:: Exercise goal ::
For every line in the records below that holds "racing", make a copy.

:: Material for this task ::

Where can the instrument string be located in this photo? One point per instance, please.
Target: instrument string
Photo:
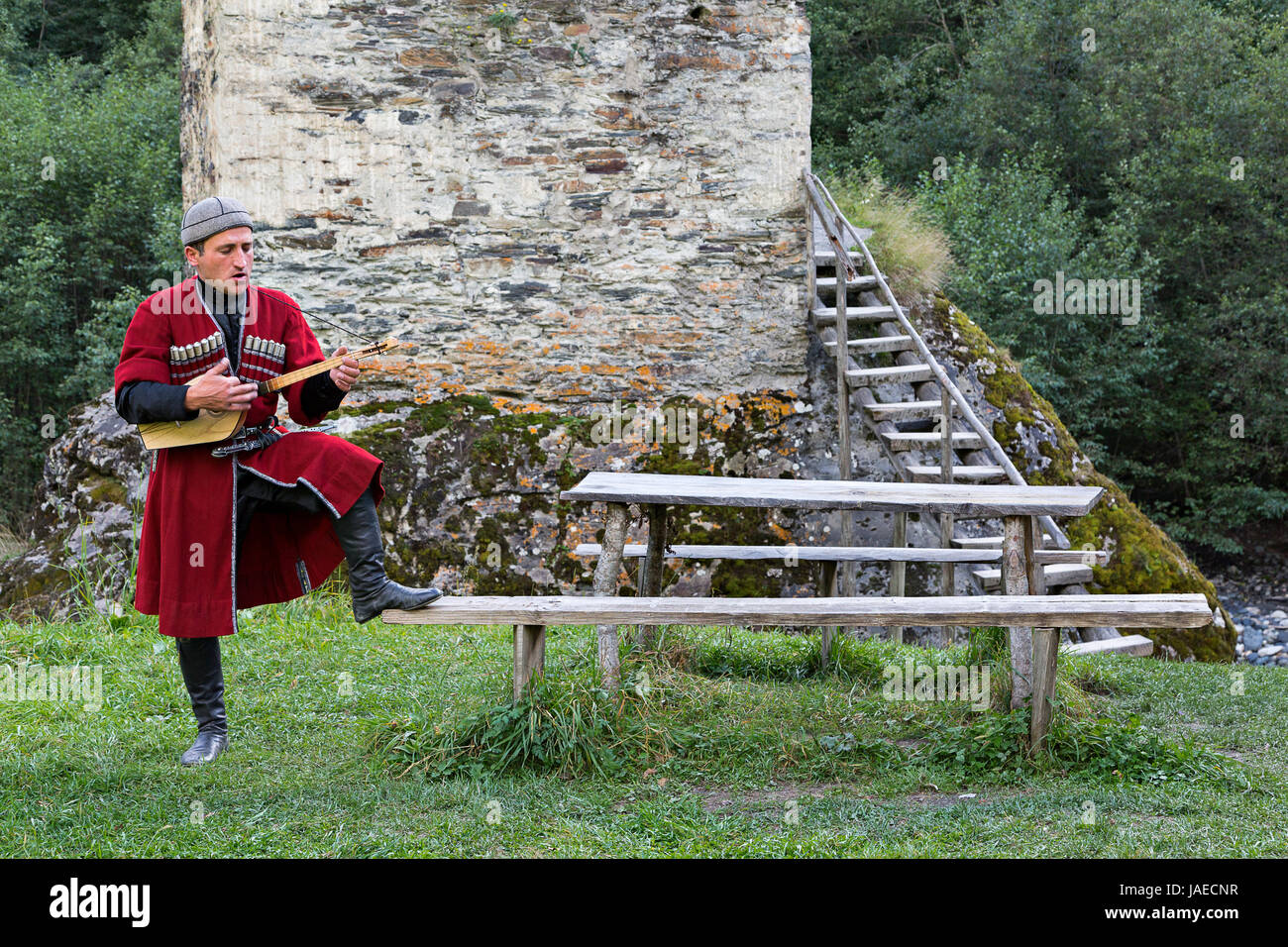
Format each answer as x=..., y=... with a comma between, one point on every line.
x=310, y=315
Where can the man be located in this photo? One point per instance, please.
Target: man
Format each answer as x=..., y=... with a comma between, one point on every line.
x=269, y=514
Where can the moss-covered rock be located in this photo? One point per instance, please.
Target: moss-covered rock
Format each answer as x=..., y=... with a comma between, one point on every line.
x=1142, y=558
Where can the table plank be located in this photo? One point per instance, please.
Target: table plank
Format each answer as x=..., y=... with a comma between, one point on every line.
x=1061, y=611
x=960, y=499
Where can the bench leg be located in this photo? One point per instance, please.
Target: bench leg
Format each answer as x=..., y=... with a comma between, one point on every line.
x=1046, y=643
x=1016, y=581
x=945, y=570
x=652, y=582
x=605, y=583
x=898, y=570
x=529, y=655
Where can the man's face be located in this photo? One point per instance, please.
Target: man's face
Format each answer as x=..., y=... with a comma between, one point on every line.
x=226, y=260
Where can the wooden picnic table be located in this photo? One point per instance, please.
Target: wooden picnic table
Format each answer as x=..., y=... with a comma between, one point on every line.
x=1033, y=652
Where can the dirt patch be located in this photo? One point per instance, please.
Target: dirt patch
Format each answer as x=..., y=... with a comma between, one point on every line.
x=724, y=800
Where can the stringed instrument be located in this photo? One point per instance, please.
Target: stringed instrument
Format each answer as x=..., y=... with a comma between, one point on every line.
x=209, y=425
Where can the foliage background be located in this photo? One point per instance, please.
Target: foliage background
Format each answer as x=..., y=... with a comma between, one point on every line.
x=1106, y=161
x=89, y=170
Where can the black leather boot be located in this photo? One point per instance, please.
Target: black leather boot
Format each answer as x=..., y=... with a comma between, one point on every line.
x=374, y=591
x=204, y=676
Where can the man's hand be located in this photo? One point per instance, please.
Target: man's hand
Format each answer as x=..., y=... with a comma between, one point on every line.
x=218, y=392
x=346, y=373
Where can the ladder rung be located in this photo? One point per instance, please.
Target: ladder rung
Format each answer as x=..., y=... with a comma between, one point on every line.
x=866, y=281
x=962, y=441
x=887, y=376
x=967, y=472
x=825, y=316
x=877, y=343
x=1063, y=574
x=987, y=541
x=892, y=410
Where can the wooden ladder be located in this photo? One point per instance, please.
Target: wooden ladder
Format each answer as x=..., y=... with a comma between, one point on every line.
x=925, y=425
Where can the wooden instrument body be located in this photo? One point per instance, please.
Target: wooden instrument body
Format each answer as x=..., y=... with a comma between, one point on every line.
x=205, y=428
x=210, y=427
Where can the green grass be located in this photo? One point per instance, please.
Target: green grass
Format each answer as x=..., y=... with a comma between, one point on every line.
x=911, y=250
x=734, y=744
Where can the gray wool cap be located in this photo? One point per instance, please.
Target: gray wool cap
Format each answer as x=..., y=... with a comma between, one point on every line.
x=210, y=217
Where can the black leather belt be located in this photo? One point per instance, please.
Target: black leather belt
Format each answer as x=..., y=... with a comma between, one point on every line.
x=250, y=438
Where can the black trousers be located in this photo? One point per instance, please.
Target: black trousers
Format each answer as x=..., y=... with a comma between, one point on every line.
x=256, y=493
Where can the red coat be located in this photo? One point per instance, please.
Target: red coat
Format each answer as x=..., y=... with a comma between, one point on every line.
x=185, y=573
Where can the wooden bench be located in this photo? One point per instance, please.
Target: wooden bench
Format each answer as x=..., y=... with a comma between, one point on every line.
x=833, y=554
x=532, y=615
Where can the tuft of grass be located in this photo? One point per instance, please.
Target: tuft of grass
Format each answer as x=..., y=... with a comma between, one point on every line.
x=1104, y=750
x=911, y=250
x=566, y=727
x=784, y=657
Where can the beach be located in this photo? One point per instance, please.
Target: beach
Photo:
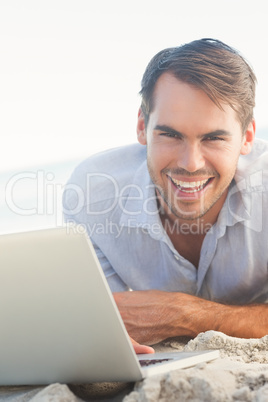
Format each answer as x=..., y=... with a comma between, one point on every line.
x=239, y=374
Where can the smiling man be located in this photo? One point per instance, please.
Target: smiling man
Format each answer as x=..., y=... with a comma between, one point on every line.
x=181, y=218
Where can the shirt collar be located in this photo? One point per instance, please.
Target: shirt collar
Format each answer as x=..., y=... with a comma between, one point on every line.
x=141, y=208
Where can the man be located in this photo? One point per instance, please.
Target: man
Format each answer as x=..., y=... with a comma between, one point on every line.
x=181, y=218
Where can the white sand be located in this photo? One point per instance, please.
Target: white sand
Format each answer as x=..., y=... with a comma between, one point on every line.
x=241, y=374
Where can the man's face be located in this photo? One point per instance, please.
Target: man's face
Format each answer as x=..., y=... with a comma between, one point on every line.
x=192, y=148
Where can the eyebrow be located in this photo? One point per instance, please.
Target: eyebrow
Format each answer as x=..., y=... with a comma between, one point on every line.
x=167, y=129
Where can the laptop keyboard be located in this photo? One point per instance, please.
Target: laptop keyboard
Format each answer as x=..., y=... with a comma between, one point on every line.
x=148, y=362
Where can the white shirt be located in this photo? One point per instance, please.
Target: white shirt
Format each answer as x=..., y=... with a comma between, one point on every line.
x=112, y=194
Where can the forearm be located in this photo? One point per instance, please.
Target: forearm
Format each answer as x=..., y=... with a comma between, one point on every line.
x=152, y=316
x=247, y=321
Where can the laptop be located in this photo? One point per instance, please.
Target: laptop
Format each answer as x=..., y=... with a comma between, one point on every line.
x=59, y=320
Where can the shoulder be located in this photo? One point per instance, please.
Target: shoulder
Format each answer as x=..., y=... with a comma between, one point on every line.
x=100, y=178
x=127, y=157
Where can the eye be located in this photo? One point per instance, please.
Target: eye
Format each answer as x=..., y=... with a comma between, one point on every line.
x=170, y=135
x=214, y=138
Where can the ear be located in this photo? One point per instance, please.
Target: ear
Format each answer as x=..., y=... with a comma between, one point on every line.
x=141, y=131
x=248, y=138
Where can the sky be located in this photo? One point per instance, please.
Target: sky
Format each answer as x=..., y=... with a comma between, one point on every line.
x=70, y=70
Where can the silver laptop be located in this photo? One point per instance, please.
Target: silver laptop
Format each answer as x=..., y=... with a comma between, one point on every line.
x=59, y=321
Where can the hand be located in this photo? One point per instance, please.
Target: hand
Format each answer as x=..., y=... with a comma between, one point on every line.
x=141, y=348
x=150, y=316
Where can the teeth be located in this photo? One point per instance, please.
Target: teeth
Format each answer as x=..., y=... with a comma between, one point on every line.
x=190, y=186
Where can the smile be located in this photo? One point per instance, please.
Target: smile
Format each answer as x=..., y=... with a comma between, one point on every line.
x=190, y=187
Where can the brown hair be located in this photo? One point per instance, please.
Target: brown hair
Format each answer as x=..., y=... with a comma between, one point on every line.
x=210, y=65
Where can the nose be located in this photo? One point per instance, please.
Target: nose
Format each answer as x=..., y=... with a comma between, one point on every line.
x=191, y=158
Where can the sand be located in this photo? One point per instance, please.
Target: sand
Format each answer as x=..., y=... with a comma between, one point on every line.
x=240, y=374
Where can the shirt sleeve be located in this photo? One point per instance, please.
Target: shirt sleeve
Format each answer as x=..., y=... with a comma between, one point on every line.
x=114, y=281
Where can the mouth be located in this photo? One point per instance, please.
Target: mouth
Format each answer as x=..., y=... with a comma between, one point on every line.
x=190, y=187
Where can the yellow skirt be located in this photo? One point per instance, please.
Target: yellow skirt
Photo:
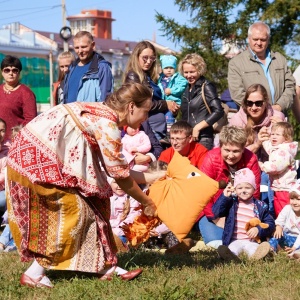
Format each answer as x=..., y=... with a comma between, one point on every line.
x=58, y=227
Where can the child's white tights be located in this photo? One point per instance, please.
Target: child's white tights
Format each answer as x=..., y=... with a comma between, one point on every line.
x=246, y=246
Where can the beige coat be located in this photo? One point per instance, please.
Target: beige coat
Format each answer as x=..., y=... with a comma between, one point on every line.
x=244, y=70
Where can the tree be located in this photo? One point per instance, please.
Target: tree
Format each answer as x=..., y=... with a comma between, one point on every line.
x=214, y=21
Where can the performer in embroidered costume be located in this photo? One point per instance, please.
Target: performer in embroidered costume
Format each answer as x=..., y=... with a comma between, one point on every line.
x=58, y=198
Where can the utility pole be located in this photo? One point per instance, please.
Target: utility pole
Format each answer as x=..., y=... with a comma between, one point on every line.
x=63, y=6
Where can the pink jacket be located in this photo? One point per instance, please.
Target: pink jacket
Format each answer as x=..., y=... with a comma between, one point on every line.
x=215, y=167
x=3, y=159
x=117, y=207
x=140, y=141
x=240, y=118
x=281, y=165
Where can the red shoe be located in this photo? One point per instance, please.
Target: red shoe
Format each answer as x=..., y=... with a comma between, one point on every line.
x=40, y=282
x=131, y=274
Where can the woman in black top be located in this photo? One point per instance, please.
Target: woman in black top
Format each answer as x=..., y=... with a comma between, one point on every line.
x=194, y=111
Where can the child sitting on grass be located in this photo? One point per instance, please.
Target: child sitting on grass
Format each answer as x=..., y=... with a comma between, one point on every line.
x=123, y=209
x=287, y=233
x=238, y=210
x=281, y=165
x=135, y=141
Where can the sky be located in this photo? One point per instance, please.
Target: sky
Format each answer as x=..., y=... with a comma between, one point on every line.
x=135, y=19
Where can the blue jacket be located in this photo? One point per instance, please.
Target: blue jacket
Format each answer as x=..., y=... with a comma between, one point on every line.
x=95, y=84
x=177, y=84
x=227, y=207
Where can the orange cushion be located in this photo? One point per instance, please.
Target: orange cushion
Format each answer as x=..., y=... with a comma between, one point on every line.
x=181, y=197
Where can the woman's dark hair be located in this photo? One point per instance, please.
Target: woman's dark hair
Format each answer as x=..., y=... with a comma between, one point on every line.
x=250, y=132
x=11, y=61
x=2, y=121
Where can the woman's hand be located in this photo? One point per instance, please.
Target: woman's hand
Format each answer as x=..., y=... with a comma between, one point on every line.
x=263, y=135
x=278, y=232
x=252, y=233
x=196, y=132
x=228, y=190
x=141, y=159
x=173, y=107
x=150, y=209
x=289, y=250
x=275, y=119
x=154, y=176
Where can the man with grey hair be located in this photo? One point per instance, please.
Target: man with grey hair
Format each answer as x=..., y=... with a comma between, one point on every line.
x=259, y=64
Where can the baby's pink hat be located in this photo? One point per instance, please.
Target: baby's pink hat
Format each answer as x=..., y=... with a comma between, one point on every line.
x=244, y=175
x=295, y=187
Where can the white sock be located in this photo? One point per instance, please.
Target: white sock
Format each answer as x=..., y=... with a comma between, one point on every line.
x=35, y=270
x=120, y=271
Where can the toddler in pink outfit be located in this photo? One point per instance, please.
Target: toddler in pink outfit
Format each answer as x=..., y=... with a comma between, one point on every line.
x=281, y=165
x=135, y=141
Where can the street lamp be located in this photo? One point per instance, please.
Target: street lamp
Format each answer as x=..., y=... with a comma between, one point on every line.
x=65, y=33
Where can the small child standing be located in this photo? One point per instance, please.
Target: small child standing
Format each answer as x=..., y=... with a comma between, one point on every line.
x=172, y=84
x=281, y=165
x=135, y=141
x=123, y=209
x=238, y=210
x=287, y=233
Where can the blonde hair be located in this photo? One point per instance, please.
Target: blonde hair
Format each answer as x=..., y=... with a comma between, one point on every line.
x=127, y=93
x=134, y=65
x=62, y=55
x=233, y=135
x=195, y=60
x=288, y=131
x=15, y=130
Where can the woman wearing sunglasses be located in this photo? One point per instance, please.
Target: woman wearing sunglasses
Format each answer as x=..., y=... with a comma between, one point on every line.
x=18, y=105
x=142, y=68
x=255, y=113
x=256, y=116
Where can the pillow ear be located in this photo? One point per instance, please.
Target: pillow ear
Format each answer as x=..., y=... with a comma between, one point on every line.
x=181, y=197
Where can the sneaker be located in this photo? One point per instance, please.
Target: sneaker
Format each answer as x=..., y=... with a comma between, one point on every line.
x=262, y=251
x=225, y=253
x=182, y=247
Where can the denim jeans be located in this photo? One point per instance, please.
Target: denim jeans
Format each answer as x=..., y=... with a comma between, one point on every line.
x=285, y=241
x=209, y=231
x=2, y=201
x=267, y=197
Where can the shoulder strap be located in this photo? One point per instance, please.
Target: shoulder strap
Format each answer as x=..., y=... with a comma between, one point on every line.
x=80, y=126
x=204, y=99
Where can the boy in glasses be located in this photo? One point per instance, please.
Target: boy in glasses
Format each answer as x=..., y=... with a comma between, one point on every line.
x=172, y=85
x=281, y=164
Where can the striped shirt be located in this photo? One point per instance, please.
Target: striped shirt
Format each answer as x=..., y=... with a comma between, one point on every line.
x=245, y=212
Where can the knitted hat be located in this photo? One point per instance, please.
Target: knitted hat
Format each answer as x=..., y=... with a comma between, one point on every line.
x=168, y=61
x=244, y=176
x=295, y=187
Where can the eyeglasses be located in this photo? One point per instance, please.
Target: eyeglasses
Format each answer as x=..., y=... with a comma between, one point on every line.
x=8, y=70
x=146, y=58
x=178, y=139
x=258, y=103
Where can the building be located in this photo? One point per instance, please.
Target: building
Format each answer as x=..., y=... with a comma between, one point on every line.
x=38, y=50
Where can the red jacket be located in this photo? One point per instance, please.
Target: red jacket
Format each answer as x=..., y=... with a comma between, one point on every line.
x=196, y=154
x=215, y=167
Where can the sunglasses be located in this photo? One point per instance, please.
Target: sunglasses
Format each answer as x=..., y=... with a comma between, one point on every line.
x=258, y=103
x=146, y=58
x=8, y=70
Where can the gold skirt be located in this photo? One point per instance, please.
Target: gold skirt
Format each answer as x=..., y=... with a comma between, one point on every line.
x=58, y=227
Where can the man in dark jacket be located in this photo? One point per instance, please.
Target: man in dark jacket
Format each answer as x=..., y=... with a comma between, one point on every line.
x=89, y=78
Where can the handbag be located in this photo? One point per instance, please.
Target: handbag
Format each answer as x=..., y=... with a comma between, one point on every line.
x=221, y=122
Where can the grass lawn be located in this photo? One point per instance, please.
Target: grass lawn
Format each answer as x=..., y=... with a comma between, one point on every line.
x=198, y=275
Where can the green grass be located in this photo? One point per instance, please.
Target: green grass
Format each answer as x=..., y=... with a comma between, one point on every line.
x=199, y=275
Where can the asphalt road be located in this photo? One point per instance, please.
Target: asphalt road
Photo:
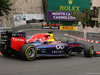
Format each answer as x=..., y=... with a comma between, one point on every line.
x=74, y=65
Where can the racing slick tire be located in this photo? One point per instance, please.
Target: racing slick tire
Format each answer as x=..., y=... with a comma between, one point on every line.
x=28, y=52
x=89, y=50
x=6, y=52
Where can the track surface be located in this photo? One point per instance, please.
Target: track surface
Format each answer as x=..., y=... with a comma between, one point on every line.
x=74, y=65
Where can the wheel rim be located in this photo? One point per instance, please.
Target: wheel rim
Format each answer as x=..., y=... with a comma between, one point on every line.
x=31, y=52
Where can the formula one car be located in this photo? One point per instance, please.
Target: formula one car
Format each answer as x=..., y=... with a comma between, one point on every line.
x=40, y=44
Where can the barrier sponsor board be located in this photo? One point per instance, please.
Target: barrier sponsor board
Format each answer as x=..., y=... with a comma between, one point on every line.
x=50, y=27
x=21, y=19
x=59, y=15
x=68, y=28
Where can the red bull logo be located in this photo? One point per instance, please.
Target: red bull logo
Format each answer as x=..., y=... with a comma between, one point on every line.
x=40, y=36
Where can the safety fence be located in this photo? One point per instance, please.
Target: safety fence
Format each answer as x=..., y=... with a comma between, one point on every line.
x=85, y=35
x=76, y=33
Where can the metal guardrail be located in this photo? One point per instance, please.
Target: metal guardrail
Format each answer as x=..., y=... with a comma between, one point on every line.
x=76, y=33
x=90, y=36
x=93, y=36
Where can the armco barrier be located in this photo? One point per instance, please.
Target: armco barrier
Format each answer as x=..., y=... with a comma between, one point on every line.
x=76, y=33
x=23, y=27
x=93, y=36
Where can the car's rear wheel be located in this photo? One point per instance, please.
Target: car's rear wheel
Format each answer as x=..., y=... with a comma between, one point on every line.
x=28, y=52
x=89, y=50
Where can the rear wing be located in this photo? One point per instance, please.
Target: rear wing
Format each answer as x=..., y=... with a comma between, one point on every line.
x=6, y=37
x=13, y=39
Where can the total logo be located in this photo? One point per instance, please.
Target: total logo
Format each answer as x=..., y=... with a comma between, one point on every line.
x=60, y=47
x=17, y=39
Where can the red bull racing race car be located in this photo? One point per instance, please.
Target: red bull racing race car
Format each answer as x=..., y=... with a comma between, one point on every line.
x=40, y=44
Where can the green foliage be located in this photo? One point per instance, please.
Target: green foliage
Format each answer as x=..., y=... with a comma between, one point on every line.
x=85, y=16
x=5, y=7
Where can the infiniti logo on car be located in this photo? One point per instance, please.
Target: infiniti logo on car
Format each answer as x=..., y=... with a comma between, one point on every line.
x=60, y=47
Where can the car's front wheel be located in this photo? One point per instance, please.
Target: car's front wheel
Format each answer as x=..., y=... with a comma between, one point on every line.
x=89, y=50
x=28, y=52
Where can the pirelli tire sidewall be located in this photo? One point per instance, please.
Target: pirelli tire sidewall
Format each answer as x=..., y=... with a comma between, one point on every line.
x=24, y=52
x=89, y=50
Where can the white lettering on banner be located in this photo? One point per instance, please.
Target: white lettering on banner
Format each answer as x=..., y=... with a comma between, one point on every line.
x=63, y=17
x=17, y=39
x=60, y=47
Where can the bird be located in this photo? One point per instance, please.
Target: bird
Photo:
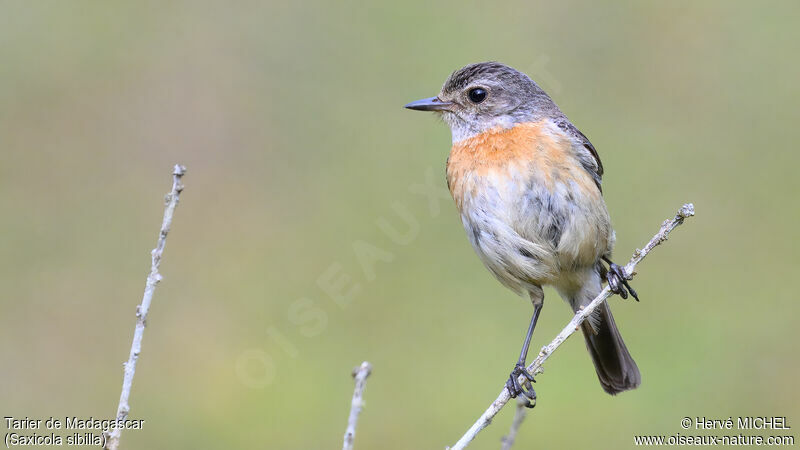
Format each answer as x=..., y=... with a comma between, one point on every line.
x=527, y=185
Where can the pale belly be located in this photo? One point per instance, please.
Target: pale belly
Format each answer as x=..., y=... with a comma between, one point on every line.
x=531, y=230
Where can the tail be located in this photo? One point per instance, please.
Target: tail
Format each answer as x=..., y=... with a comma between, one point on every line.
x=615, y=367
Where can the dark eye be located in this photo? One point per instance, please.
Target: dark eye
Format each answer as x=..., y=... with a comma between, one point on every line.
x=477, y=95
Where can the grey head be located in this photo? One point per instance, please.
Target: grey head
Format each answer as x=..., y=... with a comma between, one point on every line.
x=487, y=95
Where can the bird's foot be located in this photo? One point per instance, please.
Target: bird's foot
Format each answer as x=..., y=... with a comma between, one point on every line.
x=514, y=388
x=618, y=282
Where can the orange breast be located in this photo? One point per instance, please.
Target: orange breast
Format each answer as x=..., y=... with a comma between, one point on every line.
x=535, y=150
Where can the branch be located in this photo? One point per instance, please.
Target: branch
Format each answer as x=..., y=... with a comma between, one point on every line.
x=536, y=366
x=360, y=374
x=171, y=201
x=519, y=416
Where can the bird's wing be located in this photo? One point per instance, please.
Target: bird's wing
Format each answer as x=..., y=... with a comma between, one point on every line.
x=587, y=154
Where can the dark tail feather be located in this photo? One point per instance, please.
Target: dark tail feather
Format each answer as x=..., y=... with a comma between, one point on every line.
x=615, y=367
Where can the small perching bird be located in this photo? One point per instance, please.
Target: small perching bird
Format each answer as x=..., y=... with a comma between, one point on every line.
x=527, y=185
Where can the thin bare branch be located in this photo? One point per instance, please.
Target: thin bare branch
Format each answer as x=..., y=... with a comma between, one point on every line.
x=536, y=366
x=171, y=201
x=360, y=374
x=519, y=416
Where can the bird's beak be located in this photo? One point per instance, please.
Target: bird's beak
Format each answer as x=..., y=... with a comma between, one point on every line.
x=430, y=104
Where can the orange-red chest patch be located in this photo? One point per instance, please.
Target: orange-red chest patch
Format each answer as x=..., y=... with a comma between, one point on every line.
x=530, y=151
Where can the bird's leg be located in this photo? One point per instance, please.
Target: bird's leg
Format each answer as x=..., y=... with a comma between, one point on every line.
x=513, y=386
x=617, y=280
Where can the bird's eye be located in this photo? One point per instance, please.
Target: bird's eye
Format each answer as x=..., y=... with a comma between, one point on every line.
x=477, y=95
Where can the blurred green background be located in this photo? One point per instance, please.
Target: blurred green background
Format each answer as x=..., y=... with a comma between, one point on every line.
x=289, y=118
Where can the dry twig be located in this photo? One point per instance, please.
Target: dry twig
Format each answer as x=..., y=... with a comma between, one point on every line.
x=171, y=201
x=360, y=374
x=536, y=366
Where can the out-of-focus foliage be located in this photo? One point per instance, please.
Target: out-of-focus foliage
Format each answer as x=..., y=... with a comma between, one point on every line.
x=290, y=120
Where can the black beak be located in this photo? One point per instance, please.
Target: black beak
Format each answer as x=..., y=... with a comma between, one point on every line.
x=430, y=104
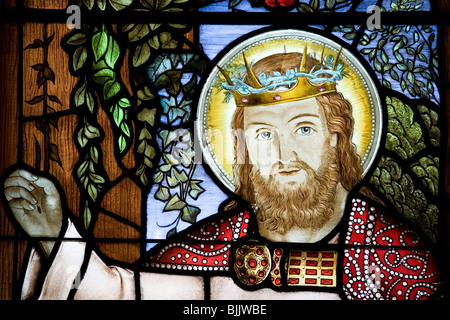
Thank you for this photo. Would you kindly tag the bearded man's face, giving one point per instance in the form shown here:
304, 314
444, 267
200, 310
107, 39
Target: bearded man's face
294, 170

:: Task solution ::
Where can the racing slick tire be located in this photo? One point per instance, please.
Target: racing slick tire
Where can the red bull racing race car be located in this photo? One point per instance, please.
Target: red bull racing race car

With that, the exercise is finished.